● **Instructions for the task**: Pull out every one of the rows below that contains the word "smiling", treating uppercase and lowercase as different, and copy each one you find.
** BEGIN Information shown **
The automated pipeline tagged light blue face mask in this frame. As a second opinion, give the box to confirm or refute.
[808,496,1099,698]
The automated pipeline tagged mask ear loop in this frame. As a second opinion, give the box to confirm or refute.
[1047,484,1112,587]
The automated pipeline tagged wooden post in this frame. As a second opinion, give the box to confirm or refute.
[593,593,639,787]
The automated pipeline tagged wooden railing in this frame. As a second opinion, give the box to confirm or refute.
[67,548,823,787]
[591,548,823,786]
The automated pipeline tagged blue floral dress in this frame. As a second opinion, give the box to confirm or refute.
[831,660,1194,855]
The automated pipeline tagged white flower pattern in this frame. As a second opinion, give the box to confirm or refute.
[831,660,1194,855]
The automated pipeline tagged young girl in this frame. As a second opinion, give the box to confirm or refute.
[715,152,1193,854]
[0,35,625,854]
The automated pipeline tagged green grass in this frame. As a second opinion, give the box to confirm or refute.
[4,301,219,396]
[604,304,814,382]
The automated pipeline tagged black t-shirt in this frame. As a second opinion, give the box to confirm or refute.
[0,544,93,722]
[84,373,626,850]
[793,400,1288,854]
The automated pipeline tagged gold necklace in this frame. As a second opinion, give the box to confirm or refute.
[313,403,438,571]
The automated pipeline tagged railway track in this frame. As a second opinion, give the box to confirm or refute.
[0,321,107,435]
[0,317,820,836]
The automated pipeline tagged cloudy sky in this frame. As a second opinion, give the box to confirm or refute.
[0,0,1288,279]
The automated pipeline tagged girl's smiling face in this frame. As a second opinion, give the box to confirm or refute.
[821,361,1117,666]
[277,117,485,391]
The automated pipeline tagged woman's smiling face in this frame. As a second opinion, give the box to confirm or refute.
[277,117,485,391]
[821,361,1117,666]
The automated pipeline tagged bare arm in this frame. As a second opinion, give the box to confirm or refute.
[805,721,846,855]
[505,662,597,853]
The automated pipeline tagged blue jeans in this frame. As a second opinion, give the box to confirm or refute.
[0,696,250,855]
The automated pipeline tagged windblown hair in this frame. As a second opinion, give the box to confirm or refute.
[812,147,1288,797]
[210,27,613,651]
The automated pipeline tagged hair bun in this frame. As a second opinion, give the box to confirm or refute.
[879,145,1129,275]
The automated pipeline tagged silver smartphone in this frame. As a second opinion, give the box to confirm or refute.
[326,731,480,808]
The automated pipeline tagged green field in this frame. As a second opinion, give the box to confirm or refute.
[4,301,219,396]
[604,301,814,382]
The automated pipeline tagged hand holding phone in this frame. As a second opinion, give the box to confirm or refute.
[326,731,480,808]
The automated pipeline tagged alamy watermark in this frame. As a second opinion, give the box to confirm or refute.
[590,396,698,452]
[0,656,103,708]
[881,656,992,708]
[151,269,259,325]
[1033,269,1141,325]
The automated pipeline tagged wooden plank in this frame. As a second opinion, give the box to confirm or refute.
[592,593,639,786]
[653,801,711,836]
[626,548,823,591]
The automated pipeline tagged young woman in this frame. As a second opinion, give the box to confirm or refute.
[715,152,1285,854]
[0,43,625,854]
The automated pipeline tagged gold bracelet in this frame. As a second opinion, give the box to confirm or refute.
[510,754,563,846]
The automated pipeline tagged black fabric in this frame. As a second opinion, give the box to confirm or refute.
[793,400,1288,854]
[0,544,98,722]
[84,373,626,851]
** END Information shown **
● **Solved exercise**:
The automated pipeline tagged girl's smiling face in this frame. As a second opinion, give the box to confirm or refute.
The automated pipeline tagged woman's smiling face in this frame. As a second opinion, give the box to confirm or refute.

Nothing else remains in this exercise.